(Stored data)
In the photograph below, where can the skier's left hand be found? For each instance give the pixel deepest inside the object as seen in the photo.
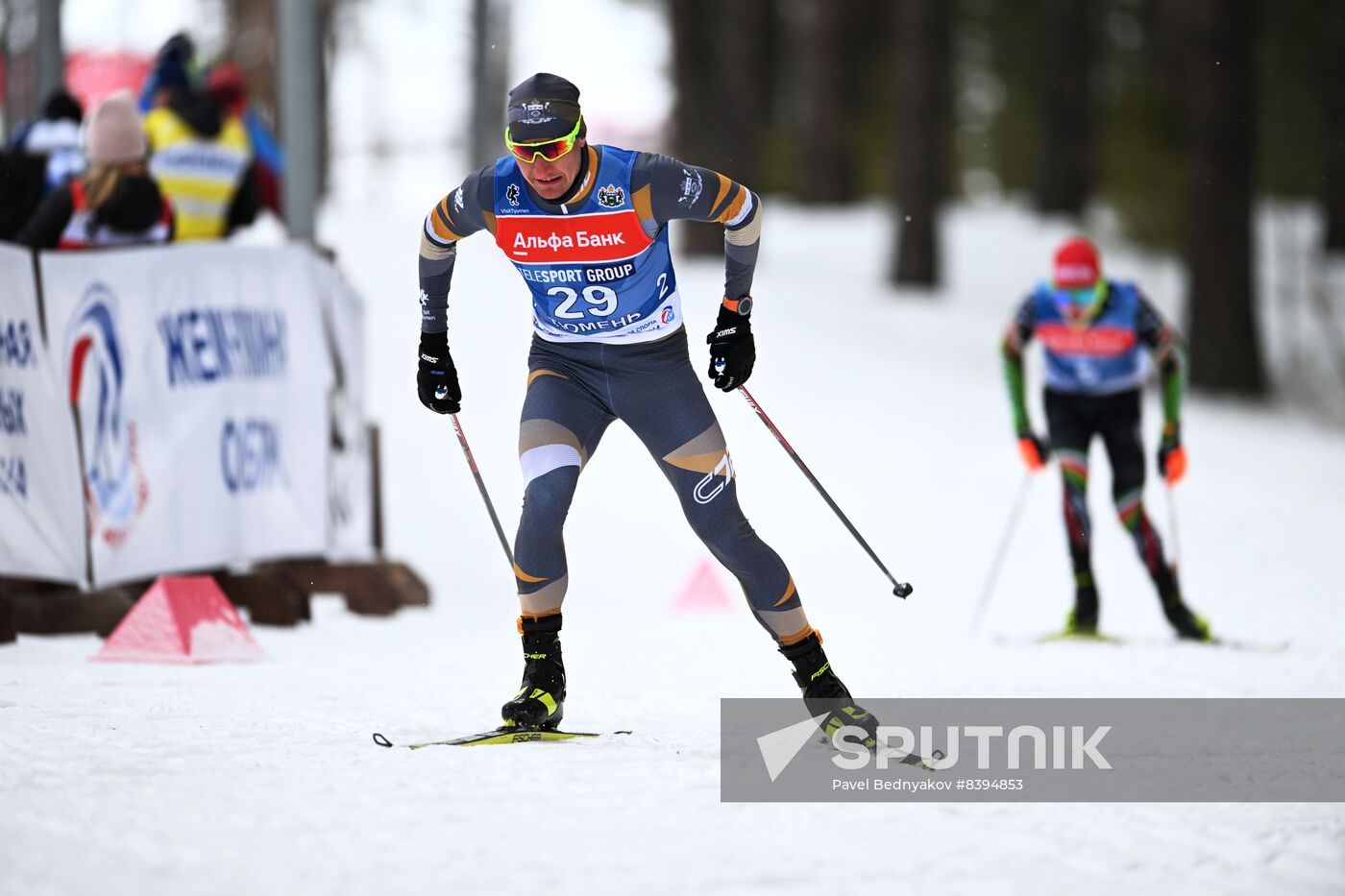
(1172, 455)
(732, 350)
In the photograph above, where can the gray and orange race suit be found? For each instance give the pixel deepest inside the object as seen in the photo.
(609, 345)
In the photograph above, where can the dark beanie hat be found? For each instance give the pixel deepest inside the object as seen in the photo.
(542, 108)
(62, 105)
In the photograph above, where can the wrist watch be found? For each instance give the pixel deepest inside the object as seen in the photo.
(739, 305)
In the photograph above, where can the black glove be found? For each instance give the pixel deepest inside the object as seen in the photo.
(732, 350)
(436, 381)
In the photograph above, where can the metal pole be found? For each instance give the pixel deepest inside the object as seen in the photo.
(1172, 526)
(299, 62)
(51, 62)
(898, 588)
(480, 487)
(1001, 552)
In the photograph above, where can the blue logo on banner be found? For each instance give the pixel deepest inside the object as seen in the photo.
(13, 476)
(114, 485)
(249, 455)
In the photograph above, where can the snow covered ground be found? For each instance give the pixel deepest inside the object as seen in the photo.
(262, 778)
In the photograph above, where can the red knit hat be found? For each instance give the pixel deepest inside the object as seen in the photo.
(1076, 265)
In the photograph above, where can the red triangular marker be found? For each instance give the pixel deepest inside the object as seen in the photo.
(702, 591)
(182, 619)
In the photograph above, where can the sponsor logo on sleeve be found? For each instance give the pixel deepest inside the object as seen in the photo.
(692, 187)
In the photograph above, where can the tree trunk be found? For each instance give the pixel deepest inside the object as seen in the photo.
(1333, 124)
(252, 46)
(490, 81)
(697, 110)
(1217, 89)
(1064, 164)
(746, 53)
(824, 54)
(923, 53)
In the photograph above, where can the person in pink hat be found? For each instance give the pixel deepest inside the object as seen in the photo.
(114, 202)
(1095, 332)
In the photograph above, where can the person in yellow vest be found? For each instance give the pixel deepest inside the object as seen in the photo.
(201, 157)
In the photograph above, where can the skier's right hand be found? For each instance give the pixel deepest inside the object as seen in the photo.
(436, 381)
(1033, 449)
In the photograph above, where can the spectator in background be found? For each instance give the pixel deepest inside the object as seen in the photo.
(56, 134)
(226, 86)
(177, 57)
(42, 155)
(202, 159)
(116, 202)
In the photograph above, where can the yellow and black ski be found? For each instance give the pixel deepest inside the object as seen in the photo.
(503, 735)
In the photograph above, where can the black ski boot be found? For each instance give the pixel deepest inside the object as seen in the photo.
(824, 693)
(1183, 619)
(541, 698)
(1082, 620)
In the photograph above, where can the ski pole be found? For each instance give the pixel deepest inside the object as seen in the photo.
(1001, 552)
(898, 588)
(1172, 525)
(480, 486)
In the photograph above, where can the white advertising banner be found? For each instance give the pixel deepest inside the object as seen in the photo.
(350, 507)
(40, 507)
(201, 376)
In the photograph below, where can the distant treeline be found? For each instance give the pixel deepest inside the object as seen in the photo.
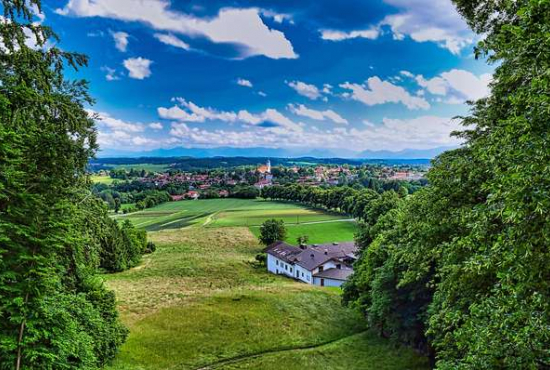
(190, 164)
(364, 204)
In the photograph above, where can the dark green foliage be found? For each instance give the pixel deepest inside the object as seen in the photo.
(272, 231)
(151, 247)
(54, 314)
(461, 269)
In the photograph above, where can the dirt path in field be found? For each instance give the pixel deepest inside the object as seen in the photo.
(242, 358)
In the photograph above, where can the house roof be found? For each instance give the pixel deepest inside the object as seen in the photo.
(283, 251)
(312, 256)
(336, 274)
(317, 254)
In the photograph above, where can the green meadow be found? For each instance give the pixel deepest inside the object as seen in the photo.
(201, 302)
(318, 225)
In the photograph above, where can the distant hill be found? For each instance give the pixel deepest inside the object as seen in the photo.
(259, 152)
(403, 154)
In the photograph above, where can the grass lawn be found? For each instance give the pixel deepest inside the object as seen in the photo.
(107, 180)
(319, 233)
(141, 166)
(231, 212)
(200, 301)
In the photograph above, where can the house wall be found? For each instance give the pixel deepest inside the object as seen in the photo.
(304, 275)
(278, 266)
(328, 282)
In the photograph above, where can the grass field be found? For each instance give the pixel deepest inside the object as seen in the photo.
(102, 179)
(141, 166)
(200, 302)
(319, 226)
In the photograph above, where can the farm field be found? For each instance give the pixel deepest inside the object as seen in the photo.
(200, 301)
(320, 226)
(107, 180)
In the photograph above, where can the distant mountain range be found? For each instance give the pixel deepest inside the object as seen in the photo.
(275, 153)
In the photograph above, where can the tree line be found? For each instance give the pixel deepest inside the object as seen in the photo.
(55, 236)
(461, 269)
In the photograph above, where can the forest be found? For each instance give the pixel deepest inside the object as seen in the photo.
(55, 236)
(459, 269)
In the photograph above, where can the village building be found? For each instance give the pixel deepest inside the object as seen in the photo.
(318, 264)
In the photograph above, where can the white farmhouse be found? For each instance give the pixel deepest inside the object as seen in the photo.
(318, 264)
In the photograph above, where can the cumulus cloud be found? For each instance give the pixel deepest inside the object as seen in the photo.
(187, 111)
(334, 35)
(155, 126)
(110, 73)
(244, 82)
(376, 91)
(105, 120)
(421, 20)
(457, 85)
(172, 40)
(428, 20)
(304, 89)
(138, 68)
(244, 27)
(302, 110)
(121, 40)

AIM OF THE TASK
Copy, without any change, the run of lines from the one with "In the photograph above, where can the white farmhouse" through the end of the entries above.

RESPONSE TO THIS TASK
In the photograph above, where can the white farmhouse be found? For each instance give the pixel deepest inside the object as seen in the photo.
(318, 264)
In the photograph above, where can the cumulus cloud be found? For each instance give the pixel deepest inside the object as seen in the photo.
(187, 111)
(334, 35)
(155, 126)
(110, 73)
(244, 82)
(376, 91)
(105, 120)
(421, 20)
(457, 85)
(172, 40)
(428, 20)
(304, 89)
(138, 68)
(244, 27)
(302, 110)
(121, 40)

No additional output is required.